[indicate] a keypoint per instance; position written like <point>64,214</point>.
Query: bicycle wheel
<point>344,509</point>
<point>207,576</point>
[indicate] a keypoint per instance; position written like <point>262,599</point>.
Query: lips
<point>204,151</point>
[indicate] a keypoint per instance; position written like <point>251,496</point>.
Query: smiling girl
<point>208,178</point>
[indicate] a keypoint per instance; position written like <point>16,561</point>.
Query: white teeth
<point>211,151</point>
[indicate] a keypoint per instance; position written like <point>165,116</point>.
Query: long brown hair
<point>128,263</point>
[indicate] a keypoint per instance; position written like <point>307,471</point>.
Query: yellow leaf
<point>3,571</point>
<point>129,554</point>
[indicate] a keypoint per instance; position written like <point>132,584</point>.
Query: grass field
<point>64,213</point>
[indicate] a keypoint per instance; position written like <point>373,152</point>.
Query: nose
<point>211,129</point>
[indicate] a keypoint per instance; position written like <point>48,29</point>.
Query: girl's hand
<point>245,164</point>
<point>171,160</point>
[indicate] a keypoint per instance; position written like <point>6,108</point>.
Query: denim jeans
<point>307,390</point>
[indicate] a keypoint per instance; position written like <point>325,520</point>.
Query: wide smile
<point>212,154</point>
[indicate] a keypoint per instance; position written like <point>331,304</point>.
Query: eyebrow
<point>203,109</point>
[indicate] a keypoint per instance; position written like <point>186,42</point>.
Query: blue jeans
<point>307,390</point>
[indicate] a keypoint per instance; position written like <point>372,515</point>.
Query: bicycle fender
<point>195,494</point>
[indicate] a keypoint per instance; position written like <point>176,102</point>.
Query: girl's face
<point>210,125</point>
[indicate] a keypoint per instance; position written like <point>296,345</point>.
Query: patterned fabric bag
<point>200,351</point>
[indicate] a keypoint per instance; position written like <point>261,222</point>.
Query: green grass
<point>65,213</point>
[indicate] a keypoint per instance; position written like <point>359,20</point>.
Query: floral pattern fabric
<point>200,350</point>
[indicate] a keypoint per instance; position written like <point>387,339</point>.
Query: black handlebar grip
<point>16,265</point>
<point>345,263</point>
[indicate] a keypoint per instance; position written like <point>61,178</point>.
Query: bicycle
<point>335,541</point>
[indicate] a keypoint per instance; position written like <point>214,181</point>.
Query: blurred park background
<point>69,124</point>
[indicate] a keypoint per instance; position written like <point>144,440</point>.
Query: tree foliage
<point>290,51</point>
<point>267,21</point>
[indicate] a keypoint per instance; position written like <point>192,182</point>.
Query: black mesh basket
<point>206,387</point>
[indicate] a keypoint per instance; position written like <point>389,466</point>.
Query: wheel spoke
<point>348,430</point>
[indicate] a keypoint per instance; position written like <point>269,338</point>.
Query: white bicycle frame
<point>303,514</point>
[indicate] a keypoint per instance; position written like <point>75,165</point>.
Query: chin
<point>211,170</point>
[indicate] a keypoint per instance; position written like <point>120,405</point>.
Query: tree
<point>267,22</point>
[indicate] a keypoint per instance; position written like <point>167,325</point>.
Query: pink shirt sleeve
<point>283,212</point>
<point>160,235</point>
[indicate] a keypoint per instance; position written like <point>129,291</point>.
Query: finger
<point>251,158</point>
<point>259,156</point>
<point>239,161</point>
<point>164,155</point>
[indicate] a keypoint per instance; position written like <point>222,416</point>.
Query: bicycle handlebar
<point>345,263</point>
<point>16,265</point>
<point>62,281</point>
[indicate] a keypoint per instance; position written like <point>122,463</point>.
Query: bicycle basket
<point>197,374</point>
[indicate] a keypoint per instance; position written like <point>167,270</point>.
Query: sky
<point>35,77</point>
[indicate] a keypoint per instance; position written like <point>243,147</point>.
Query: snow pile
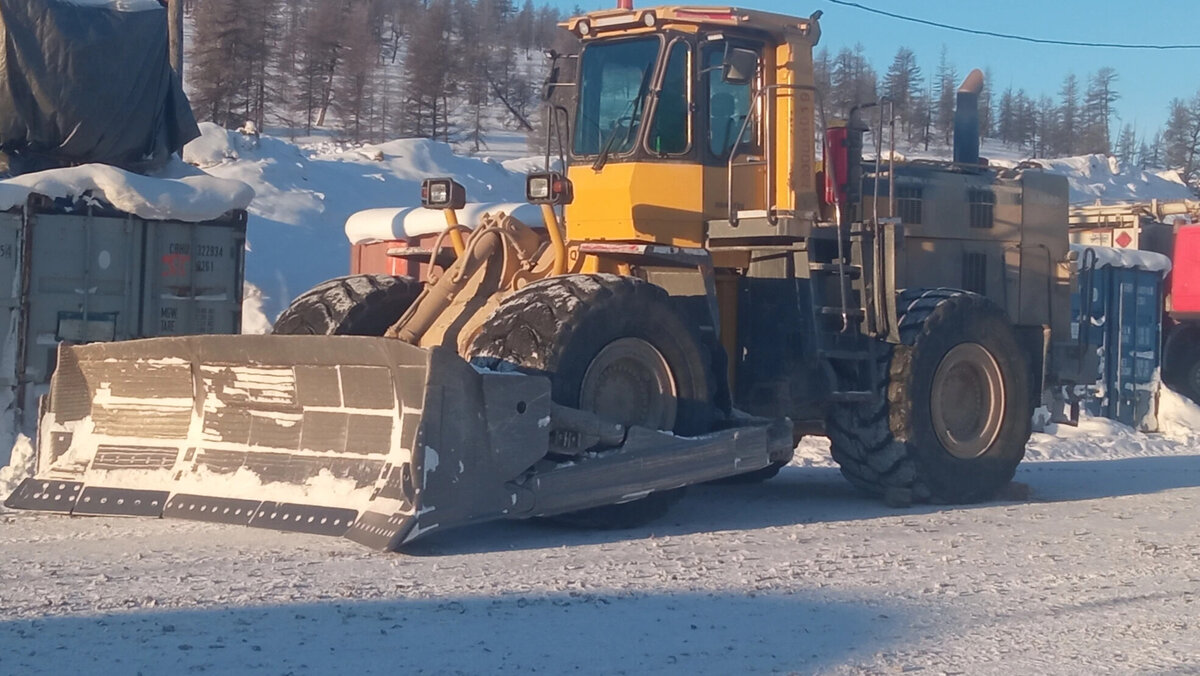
<point>414,221</point>
<point>1110,256</point>
<point>118,5</point>
<point>180,193</point>
<point>19,466</point>
<point>1099,177</point>
<point>304,197</point>
<point>253,319</point>
<point>1179,418</point>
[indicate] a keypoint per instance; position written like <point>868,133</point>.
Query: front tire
<point>613,346</point>
<point>955,412</point>
<point>357,305</point>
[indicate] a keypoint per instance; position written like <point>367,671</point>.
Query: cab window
<point>670,131</point>
<point>727,106</point>
<point>615,87</point>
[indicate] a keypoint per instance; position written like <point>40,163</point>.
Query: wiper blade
<point>634,106</point>
<point>607,148</point>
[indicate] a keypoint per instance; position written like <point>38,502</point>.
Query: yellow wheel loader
<point>715,276</point>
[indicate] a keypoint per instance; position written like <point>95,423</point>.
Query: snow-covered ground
<point>1089,564</point>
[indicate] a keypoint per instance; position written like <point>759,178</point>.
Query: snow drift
<point>305,196</point>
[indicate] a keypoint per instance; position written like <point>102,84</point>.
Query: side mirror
<point>563,71</point>
<point>443,193</point>
<point>739,65</point>
<point>551,187</point>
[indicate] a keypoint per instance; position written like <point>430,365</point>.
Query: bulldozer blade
<point>365,437</point>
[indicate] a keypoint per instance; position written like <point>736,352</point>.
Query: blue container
<point>1125,327</point>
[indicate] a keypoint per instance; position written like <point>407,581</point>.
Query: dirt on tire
<point>889,447</point>
<point>358,305</point>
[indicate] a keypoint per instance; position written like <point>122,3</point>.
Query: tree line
<point>385,69</point>
<point>1079,120</point>
<point>371,69</point>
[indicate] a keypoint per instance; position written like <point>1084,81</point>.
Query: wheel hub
<point>967,400</point>
<point>629,382</point>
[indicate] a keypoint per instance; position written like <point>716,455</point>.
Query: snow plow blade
<point>365,437</point>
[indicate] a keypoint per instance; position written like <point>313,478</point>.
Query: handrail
<point>772,217</point>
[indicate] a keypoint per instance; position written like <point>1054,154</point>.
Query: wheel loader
<point>720,270</point>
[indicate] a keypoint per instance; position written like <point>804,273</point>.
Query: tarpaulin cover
<point>89,81</point>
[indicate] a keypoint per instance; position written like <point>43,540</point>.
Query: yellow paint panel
<point>637,201</point>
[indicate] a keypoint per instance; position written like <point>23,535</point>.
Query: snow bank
<point>376,225</point>
<point>253,319</point>
<point>186,196</point>
<point>305,196</point>
<point>1109,256</point>
<point>21,465</point>
<point>1101,177</point>
<point>117,5</point>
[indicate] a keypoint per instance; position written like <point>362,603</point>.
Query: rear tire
<point>595,338</point>
<point>957,410</point>
<point>357,305</point>
<point>1181,363</point>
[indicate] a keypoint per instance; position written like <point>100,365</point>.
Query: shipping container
<point>94,274</point>
<point>1121,295</point>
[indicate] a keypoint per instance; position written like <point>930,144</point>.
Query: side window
<point>669,135</point>
<point>727,106</point>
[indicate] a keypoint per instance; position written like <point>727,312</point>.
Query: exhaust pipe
<point>966,120</point>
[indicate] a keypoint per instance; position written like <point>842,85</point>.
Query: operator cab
<point>669,115</point>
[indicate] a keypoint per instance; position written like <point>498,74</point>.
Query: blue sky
<point>1149,79</point>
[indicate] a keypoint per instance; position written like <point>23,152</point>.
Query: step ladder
<point>841,305</point>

WORK INSTRUCTIONS - Reproduce every one of the records above verbatim, leaving out the pictures.

EXERCISE ANSWER -
[indicate] a keypoint per instance; position written like <point>64,214</point>.
Query: bicycle wheel
<point>344,509</point>
<point>207,576</point>
[indicate] a keypoint per instance; position written like <point>262,599</point>.
Query: lips
<point>204,151</point>
[indicate] a keypoint per instance; position written like <point>251,496</point>.
Query: smiling girl
<point>208,178</point>
[indicate] a keypoint per instance; position written like <point>16,561</point>.
Query: white teeth
<point>211,151</point>
[indicate] a keypoint per instance; position written like <point>165,116</point>.
Query: long brown hair
<point>128,263</point>
[indicate] a keypoint per instance; position written like <point>307,471</point>.
Query: yellow leaf
<point>3,571</point>
<point>129,554</point>
[indicate] a keypoint per instance; position written like <point>132,584</point>.
Query: grass field
<point>64,213</point>
[indicate] a keypoint per instance; position written like <point>373,152</point>.
Query: nose
<point>211,129</point>
[indicate] a keypoint per instance; position written like <point>48,29</point>.
Query: girl's hand
<point>245,164</point>
<point>171,160</point>
[indicate] a keypoint per instance; position written like <point>6,108</point>.
Query: denim jeans
<point>307,390</point>
[indicate] a keypoint per instance; position written like <point>325,520</point>.
Query: wide smile
<point>212,154</point>
[indicate] a keypoint per instance; position written like <point>331,304</point>.
Query: eyebrow
<point>203,109</point>
[indicate] a keypoint per instance; position written like <point>186,42</point>.
Query: blue jeans
<point>307,390</point>
[indicate] a keypoint per instance; position written like <point>372,515</point>.
Query: bicycle fender
<point>195,494</point>
[indicate] a keypoint per instance; position written like <point>176,102</point>.
Query: girl's face
<point>210,125</point>
[indicate] a keypoint per instance; position written like <point>296,345</point>.
Query: patterned fabric bag
<point>200,351</point>
[indicate] a keypoint per instance; position written like <point>261,222</point>.
Query: green grass
<point>65,213</point>
[indicate] a keypoint per instance; position written like <point>359,20</point>.
Query: floral pattern fabric
<point>200,350</point>
[indicate] a keypoint per instance; position written like <point>387,339</point>.
Query: black handlebar grip
<point>16,265</point>
<point>345,263</point>
[indicate] a keypoint per instance; position written like <point>61,178</point>.
Query: bicycle
<point>335,541</point>
[indicate] a keypoint per instance; position written like <point>214,181</point>.
Query: blurred park background
<point>69,124</point>
[indicate] a keypoint per instance; position written like <point>144,440</point>.
Query: tree foliage
<point>290,51</point>
<point>267,21</point>
[indicate] a keypoint per instance; position written like <point>192,182</point>.
Query: black mesh basket
<point>206,387</point>
[indicate] a keypoint per instance; position written like <point>389,466</point>.
Query: wheel spoke
<point>348,430</point>
[indicate] a keypoint per instance; position written like <point>269,338</point>.
Query: white bicycle frame
<point>303,514</point>
[indicate] a keypoint per instance; position written like <point>75,165</point>.
Query: chin
<point>211,170</point>
[indicate] a keypoint per instance; position written like <point>120,405</point>.
Query: tree
<point>267,22</point>
[indicate] a keypoint per instance; position written like <point>167,325</point>.
Query: pink shirt sleeve
<point>283,212</point>
<point>160,235</point>
[indicate] a keypoint per instance; position written like <point>129,291</point>.
Query: finger
<point>251,158</point>
<point>259,156</point>
<point>239,161</point>
<point>164,155</point>
[indicate] a keypoint per instance; position written like <point>222,416</point>.
Query: bicycle handlebar
<point>345,263</point>
<point>16,265</point>
<point>62,281</point>
[indicate] a keypoint per instance; position written like <point>122,463</point>.
Query: bicycle basket
<point>197,374</point>
[indicate] a keypoint per instance; position written like <point>167,270</point>.
Query: sky
<point>35,77</point>
[indicate] a keypoint per instance; position written like <point>243,147</point>.
Query: snow pile
<point>414,221</point>
<point>1110,256</point>
<point>118,5</point>
<point>180,193</point>
<point>19,466</point>
<point>1099,177</point>
<point>304,197</point>
<point>253,319</point>
<point>1179,418</point>
[indicate] a keypoint per instance; position written like <point>868,133</point>.
Query: front tire
<point>613,346</point>
<point>955,412</point>
<point>357,305</point>
[indicate] a keypoint per instance; position written like <point>367,671</point>.
Query: cab window
<point>670,131</point>
<point>727,106</point>
<point>615,87</point>
[indicate] a keypoint per instance; position written like <point>40,163</point>.
Query: wiper blade
<point>634,106</point>
<point>607,148</point>
[indicate] a keypoint per instance; position written like <point>38,502</point>.
Query: yellow wheel loader
<point>715,276</point>
[indicate] a keypoint per instance; position written like <point>95,423</point>.
Query: snow-covered ground
<point>1089,564</point>
[indicate] a keypoint per instance; position written like <point>759,178</point>.
Query: snow drift
<point>305,196</point>
[indicate] a keypoint per instance; position written like <point>102,84</point>.
Query: side mirror
<point>563,71</point>
<point>443,193</point>
<point>739,65</point>
<point>551,187</point>
[indicate] a keypoint per instance; position written like <point>430,365</point>.
Query: bulldozer blade
<point>365,437</point>
[indicate] a keypoint per instance; position written like <point>736,352</point>.
Query: blue container
<point>1125,327</point>
[indicate] a keypoint per instance; position written like <point>407,581</point>.
Query: dirt on tire
<point>889,447</point>
<point>358,305</point>
[indicate] a keypoint per instance; position written like <point>122,3</point>.
Query: tree line
<point>385,69</point>
<point>1079,120</point>
<point>371,69</point>
[indicate] a keypoint per instance; position written like <point>1084,81</point>.
Query: wheel hub
<point>967,400</point>
<point>629,382</point>
[indicate] a keypoint per instance; position written like <point>716,455</point>.
Query: snow plow blade
<point>365,437</point>
[indicate] a keypoint per instance; position written like <point>313,478</point>.
Query: handrail
<point>772,217</point>
[indicate] a keypoint per instance; position written like <point>1054,154</point>.
Query: wheel loader
<point>720,270</point>
[indicate] a keypoint per instance; position written like <point>804,273</point>.
Query: tarpaulin cover
<point>89,81</point>
[indicate] a keypoint per instance; position written like <point>43,540</point>.
Query: yellow paint panel
<point>637,201</point>
[indicate] a keypoint per instance; position written like <point>23,535</point>.
Query: snow bank
<point>376,225</point>
<point>253,319</point>
<point>186,196</point>
<point>305,196</point>
<point>1109,256</point>
<point>21,465</point>
<point>1101,177</point>
<point>117,5</point>
[indicate] a keypoint per instance; position written like <point>362,603</point>.
Query: rear tire
<point>595,338</point>
<point>957,410</point>
<point>357,305</point>
<point>1181,363</point>
[indicate] a keypoint per instance; position written like <point>100,365</point>.
Query: shipping container
<point>94,274</point>
<point>1121,295</point>
[indicate] a keypoint per instance; position written like <point>930,144</point>.
Query: side window
<point>669,135</point>
<point>727,106</point>
[indicate] a keypoint per instance; position written like <point>727,312</point>.
Query: exhaust pipe
<point>966,120</point>
[indicate] a keypoint per instance; position written like <point>842,85</point>.
Query: operator cab
<point>669,115</point>
[indicate] a keypoint per instance; position written like <point>498,74</point>.
Query: blue sky
<point>1149,79</point>
[indicate] a keypoint per instance; position written like <point>23,152</point>.
Query: step ladder
<point>841,305</point>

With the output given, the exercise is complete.